**DESAFIOS**
#1 Responda a estas perguntas sobre o texto acerca de Anton Newcombe:
(a) De que banda é Newcombe o líder?
(b) Em que local o autor conversou com ele?
(c) Que documentário imortalizou a imagem de Newcombe como frontman déspota?
#2 Transcreva o trecho do texto sobre Anton Newcombe que abre com as palavras "Estas são as" e fecha com "que é feito.".
#3 Segundo o texto sobre Anton Newcombe, por que motivo é inacreditável perceber que o legado musical dele resulta diretamente da maneira como a sua cabeça funciona? Responda em uma a três frases.

**TEXTO APRESENTADO**
______________________________

Thank God For Your Mental Illness, Mr. Newcombe
“Fuck War.”
Estas são as duas palavras que parecem formar hoje uma das muitas mensagens de Anton Alfred Newcombe, famigerado líder dos The Brian Jonestown Massacre, talvez o segredo mais bem guardado da cena independente da West Coast norte-americana made in the 90's.
E não, não há ironia nelas e desenganem-se os que ficam tentados a encontrar neste pequeno conjunto de carateres apenas uma reinterpretação prosaica de um chavão hippie mais que batido. Pelo contrário, Anton Newcombe, homem de palavras e significados intermináveis com um caraterístico pensamento galopante, parece querer condensar nestas duas a força de uma linha de pensamento que definiu o seu modo de vida, a sua obra, a sua carreira – e a peculiar gestão da mesma – uma força que acaba por traduzir a matéria de que é feito.
Cheguei a esta conclusão quando, há uns meses, conversei com ele numa sala fria e escura de um antigo complexo industrial agora transformado em centro cultural da nova Manchester, o The Victoria Warehouse.
Durante mais de uma hora, por entre chávenas de chá acabado de fazer, ao invés de testemunhar in loco o frontman déspota, temperamental e violento imortalizado pelo documentário Dig! (o mais rock n’ roll de sempre), assisti sim a um homem de bem consigo, orgulhoso da sua sobriedade e com um entusiasmo borderline génio bordeline paranóico por tudo o que o rodeia. Vi os assuntos e as suas veementes opiniões fluirem da sua boca com a mesma paixão e velocidade com que compõe, daí que seja inacreditável perceber que o extenso legado musical do qual já é responsável é o resultado direto da maneira como a sua cabeça funciona 24/7. Tudo cabe nas suas conversas, como tudo cabe na sua música. Se não vejamos.

______________________________

**MATERIAL FORNECIDO**
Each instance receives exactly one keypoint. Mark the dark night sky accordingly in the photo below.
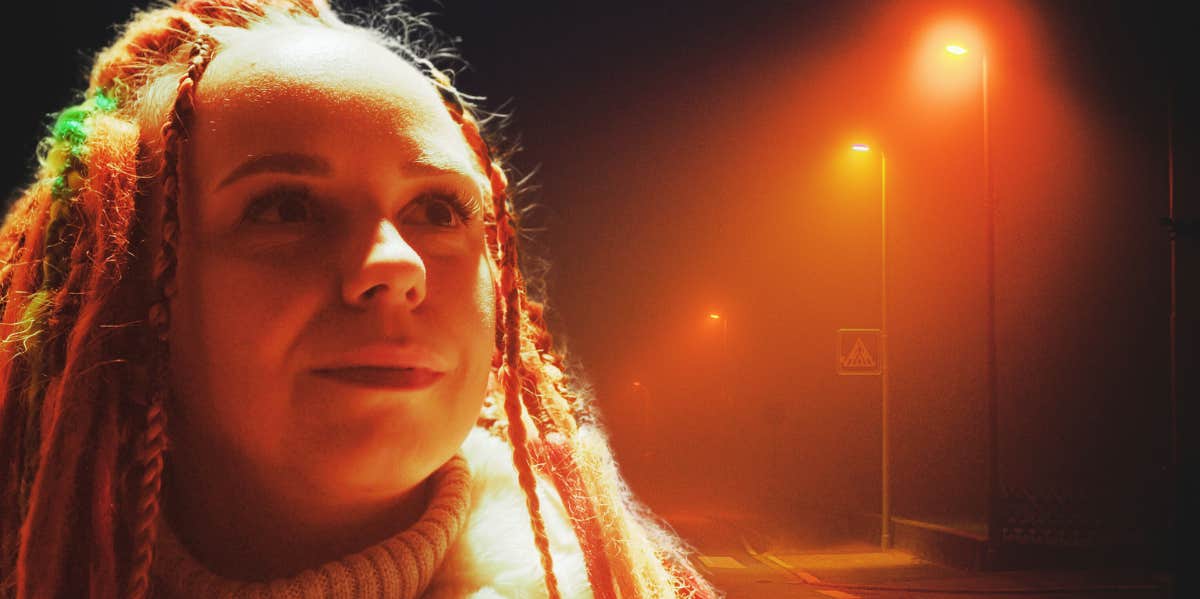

______________________________

**SOLUÇÕES**
#1
(a) The Brian Jonestown Massacre.
(b) Numa sala fria e escura do The Victoria Warehouse, um antigo complexo industrial de Manchester transformado em centro cultural.
(c) Dig!

#2
Estas são as duas palavras que parecem formar hoje uma das muitas mensagens de Anton Alfred Newcombe, famigerado líder dos The Brian Jonestown Massacre, talvez o segredo mais bem guardado da cena independente da West Coast norte-americana made in the 90's.
E não, não há ironia nelas e desenganem-se os que ficam tentados a encontrar neste pequeno conjunto de carateres apenas uma reinterpretação prosaica de um chavão hippie mais que batido. Pelo contrário, Anton Newcombe, homem de palavras e significados intermináveis com um caraterístico pensamento galopante, parece querer condensar nestas duas a força de uma linha de pensamento que definiu o seu modo de vida, a sua obra, a sua carreira – e a peculiar gestão da mesma – uma força que acaba por traduzir a matéria de que é feito.

#3 O autor viu os assuntos e as opiniões veementes de Newcombe fluírem da sua boca com a mesma paixão e velocidade com que ele compõe.